What is the name of the multisite clinical trial described in the article on gene editing for inherited blindness?

▸ PAGE TEXT
::::

Gene editing restores some sight in pair of children treated for blindness

CRISPR-Cas9 gene editing has been found to be safe and largely effective in addressing a form of inherited blindness in a group of patients that, for the first time, included children

CRISPR-Cas9 gene editing has been found to be safe and largely effective in addressing a form of inherited blindness in a group of patients that, for the first time, included children. In a multisite clinical trial called BRILLIANCE that included researchers from the Perelman School of Medicine and Children’s Hospital of Philadelphia (CHOP), 14 people—including two children under 17 years old—with leber congenital amaurosis (LCA), a form of blindness resulting from mutations in the CEO290 gene, received a single, surgical injection of a gene editing agent. Of those 14, nearly half reported measurable improvements in sight, including the two children according to the study, published in the New England Journal of Medicine (NEJM).

A teenager having their eyesight examined.
Image: iStock/Rawpixel

“Our patients are the first congenitally blind children to be treated with gene-editing, which significantly improved their ability to see things like daylight. Our hope is that the study will pave the road for treatments of younger children with similar conditions and further improvements in vision,” says Tomas S. Aleman, the Irene Heinz-Given and John LaPorte Research Professor in Ophthalmology at Penn Medicine with the Scheie Eye Institute and a pediatric ophthalmologist at CHOP who served as a site principal investigator and study co-author. “This trial represents a landmark in the treatment of genetic diseases, in specific, genetic blindness, by offering an important alternative treatment, when traditional forms of gene therapy, such as gene augmentation, are not an option.”

::::

▸ DATA FOR ANALYSIS
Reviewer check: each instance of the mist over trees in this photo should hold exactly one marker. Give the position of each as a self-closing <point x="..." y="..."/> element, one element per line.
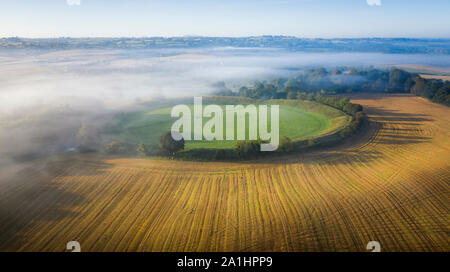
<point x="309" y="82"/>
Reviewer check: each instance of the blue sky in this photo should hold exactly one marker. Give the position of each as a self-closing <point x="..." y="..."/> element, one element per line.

::::

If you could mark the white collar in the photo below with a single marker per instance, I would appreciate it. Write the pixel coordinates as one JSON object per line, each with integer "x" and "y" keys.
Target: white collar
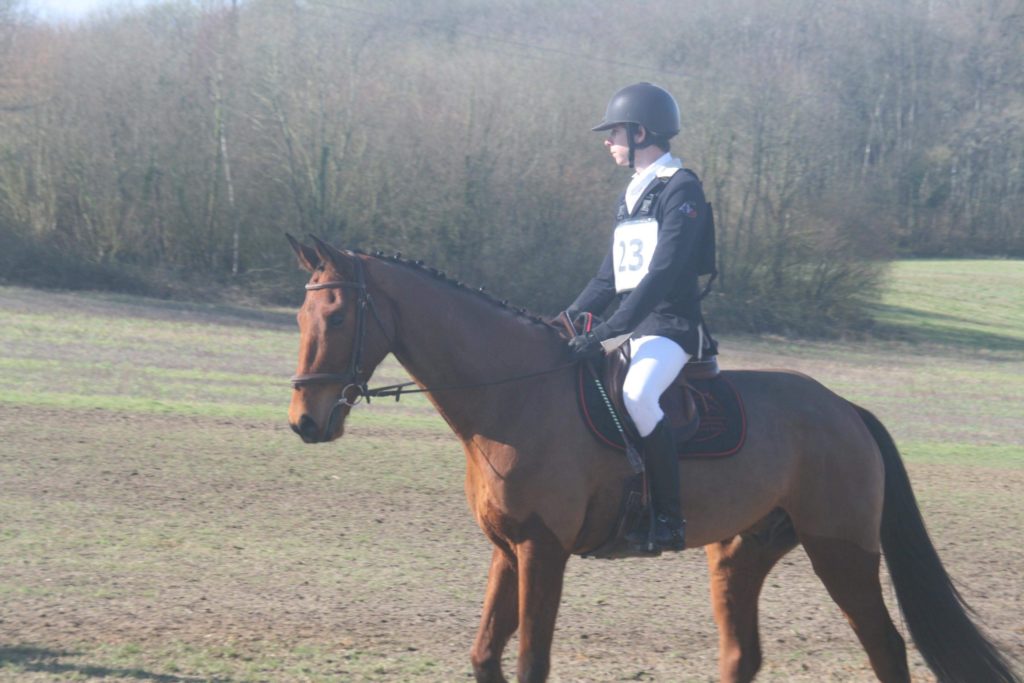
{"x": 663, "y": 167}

::::

▸ RESPONSE AREA
BRILLIANCE